Begin

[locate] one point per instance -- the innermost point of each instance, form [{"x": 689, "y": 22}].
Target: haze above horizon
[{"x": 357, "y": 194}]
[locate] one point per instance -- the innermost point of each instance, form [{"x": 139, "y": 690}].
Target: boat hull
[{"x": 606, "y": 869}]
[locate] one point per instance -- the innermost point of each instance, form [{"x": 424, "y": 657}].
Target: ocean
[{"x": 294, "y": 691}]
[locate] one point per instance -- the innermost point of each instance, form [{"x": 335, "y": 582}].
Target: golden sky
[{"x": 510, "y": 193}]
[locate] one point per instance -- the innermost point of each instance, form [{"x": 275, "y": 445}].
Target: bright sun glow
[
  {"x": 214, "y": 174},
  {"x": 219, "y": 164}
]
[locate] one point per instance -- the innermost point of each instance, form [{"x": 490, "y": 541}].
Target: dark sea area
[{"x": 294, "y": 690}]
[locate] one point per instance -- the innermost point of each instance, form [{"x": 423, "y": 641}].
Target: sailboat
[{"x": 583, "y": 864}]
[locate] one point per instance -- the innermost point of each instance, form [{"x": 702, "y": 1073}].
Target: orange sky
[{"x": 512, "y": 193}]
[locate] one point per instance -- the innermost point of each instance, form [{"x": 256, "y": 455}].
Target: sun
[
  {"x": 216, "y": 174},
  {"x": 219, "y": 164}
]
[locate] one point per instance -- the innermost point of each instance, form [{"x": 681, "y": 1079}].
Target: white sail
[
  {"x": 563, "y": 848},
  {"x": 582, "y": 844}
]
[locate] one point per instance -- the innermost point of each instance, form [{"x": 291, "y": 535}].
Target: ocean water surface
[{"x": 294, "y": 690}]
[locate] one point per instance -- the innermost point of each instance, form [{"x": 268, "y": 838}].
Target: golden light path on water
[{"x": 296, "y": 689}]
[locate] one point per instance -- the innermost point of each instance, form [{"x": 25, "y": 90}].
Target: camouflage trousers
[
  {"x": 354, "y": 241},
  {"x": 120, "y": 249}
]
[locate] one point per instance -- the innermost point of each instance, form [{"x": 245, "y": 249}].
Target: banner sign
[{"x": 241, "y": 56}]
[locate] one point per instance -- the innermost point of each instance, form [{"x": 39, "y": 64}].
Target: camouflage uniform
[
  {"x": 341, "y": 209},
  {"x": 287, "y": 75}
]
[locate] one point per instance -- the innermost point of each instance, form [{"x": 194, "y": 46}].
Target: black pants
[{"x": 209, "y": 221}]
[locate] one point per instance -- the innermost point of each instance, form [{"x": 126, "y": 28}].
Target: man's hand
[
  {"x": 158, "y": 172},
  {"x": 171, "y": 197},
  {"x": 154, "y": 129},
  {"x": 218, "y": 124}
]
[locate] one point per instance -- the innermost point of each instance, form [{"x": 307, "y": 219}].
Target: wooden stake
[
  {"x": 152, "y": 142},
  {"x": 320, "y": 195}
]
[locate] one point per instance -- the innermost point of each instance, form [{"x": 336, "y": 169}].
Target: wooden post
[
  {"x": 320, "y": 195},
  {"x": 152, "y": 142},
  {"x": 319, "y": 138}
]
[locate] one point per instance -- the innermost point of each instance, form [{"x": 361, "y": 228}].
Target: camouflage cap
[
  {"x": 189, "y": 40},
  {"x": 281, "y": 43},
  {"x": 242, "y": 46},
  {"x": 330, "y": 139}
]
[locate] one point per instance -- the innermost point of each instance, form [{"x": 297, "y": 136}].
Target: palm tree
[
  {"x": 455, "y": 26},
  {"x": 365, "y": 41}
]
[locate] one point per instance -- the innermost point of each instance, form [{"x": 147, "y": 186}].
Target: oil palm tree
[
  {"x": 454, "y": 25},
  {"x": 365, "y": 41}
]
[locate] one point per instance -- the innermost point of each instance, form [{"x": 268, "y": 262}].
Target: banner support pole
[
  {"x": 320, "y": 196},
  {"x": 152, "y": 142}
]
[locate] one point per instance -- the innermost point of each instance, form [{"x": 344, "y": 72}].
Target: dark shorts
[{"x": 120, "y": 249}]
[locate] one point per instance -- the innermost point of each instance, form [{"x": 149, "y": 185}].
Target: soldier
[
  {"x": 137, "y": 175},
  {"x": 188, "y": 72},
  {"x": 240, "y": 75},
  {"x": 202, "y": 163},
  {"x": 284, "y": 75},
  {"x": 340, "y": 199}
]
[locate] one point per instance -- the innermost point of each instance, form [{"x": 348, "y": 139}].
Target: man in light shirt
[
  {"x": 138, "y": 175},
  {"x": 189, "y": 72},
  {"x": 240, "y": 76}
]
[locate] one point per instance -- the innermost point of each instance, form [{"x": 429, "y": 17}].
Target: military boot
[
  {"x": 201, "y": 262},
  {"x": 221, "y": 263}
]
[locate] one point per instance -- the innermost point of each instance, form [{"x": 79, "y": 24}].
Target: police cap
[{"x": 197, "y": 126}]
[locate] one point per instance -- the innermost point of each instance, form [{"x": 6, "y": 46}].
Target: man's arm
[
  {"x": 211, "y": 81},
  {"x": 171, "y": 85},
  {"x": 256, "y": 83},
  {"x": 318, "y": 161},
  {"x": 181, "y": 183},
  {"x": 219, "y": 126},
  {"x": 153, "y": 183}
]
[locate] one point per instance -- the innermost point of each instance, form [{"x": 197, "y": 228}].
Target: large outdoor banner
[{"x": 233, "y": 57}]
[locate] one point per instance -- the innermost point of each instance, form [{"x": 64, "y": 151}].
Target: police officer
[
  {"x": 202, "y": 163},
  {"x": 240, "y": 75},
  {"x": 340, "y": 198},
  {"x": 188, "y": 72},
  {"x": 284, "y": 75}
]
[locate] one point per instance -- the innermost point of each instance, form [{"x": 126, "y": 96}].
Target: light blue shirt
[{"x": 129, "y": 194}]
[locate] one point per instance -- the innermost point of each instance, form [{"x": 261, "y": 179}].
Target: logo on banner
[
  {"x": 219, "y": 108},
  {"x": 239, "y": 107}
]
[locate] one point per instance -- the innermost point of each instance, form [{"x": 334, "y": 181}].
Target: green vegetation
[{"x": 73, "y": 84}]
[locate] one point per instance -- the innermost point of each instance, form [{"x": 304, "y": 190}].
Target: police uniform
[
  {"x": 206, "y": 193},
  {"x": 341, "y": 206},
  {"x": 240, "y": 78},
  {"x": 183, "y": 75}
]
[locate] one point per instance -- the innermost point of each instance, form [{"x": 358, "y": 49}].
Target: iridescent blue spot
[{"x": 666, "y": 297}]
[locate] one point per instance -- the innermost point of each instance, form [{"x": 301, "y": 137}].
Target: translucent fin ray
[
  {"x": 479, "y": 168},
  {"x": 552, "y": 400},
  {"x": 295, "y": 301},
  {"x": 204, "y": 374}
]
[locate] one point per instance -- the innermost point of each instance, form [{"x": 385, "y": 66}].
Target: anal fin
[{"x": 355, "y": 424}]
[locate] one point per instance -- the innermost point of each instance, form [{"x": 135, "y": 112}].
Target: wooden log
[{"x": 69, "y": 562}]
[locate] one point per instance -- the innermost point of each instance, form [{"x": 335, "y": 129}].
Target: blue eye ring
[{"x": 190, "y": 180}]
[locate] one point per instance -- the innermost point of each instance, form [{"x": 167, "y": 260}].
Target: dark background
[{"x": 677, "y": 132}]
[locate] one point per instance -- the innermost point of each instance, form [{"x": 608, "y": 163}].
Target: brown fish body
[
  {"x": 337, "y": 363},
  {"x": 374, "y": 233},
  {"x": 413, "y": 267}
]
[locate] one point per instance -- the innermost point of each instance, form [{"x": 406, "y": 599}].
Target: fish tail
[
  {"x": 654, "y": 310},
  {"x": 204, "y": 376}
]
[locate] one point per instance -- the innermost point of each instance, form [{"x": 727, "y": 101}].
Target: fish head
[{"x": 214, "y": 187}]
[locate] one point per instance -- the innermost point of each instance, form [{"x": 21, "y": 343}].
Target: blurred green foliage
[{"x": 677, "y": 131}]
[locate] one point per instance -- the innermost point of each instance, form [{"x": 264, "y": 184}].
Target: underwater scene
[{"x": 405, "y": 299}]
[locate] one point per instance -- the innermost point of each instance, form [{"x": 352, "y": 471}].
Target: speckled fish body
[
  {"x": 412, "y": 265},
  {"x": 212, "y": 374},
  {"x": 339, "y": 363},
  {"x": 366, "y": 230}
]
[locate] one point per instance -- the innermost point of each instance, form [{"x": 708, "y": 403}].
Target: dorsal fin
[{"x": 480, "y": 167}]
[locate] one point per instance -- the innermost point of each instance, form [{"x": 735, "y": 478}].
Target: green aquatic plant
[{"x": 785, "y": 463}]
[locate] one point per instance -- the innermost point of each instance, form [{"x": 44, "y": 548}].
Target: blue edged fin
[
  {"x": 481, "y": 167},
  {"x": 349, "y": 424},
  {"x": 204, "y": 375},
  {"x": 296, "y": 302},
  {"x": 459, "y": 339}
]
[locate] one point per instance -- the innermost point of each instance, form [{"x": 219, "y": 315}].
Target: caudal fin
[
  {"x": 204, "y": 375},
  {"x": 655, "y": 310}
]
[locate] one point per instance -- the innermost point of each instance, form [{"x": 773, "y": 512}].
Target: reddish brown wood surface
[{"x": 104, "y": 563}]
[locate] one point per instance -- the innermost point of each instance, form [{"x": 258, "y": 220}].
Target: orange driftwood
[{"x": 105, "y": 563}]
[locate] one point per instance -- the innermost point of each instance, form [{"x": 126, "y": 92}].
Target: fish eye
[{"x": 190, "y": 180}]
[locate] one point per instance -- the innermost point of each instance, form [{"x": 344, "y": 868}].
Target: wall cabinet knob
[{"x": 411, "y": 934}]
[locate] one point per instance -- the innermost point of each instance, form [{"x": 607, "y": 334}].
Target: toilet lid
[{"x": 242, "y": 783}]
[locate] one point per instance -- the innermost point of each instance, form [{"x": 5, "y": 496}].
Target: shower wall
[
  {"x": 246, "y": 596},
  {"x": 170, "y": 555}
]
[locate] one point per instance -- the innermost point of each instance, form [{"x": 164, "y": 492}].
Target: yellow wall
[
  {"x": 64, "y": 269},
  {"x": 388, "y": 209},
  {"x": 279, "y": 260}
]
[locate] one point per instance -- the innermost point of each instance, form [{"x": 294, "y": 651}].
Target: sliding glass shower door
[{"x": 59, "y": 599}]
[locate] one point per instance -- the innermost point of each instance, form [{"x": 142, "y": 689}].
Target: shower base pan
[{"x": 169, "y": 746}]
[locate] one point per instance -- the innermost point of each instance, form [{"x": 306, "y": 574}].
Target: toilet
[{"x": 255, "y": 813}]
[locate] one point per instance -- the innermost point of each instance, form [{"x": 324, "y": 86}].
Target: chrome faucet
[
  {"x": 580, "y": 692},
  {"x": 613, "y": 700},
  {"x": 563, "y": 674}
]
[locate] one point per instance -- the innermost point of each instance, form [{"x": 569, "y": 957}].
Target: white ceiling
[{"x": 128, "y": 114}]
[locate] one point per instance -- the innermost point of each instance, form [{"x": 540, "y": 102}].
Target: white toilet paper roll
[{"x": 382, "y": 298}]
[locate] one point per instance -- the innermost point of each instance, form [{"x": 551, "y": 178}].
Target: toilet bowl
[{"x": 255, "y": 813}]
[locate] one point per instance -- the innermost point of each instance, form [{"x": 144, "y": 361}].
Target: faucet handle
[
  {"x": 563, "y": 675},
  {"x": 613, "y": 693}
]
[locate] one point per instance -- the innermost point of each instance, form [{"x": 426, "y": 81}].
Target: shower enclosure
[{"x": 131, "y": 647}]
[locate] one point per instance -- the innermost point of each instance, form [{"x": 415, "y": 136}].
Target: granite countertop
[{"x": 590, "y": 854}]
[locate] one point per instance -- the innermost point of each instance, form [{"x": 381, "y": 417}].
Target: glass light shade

End

> [What you need to do]
Copy out every line of the material above that contains the word "green".

> [Result below]
Target: green vegetation
Target: blurred green foliage
Target: green aquatic plant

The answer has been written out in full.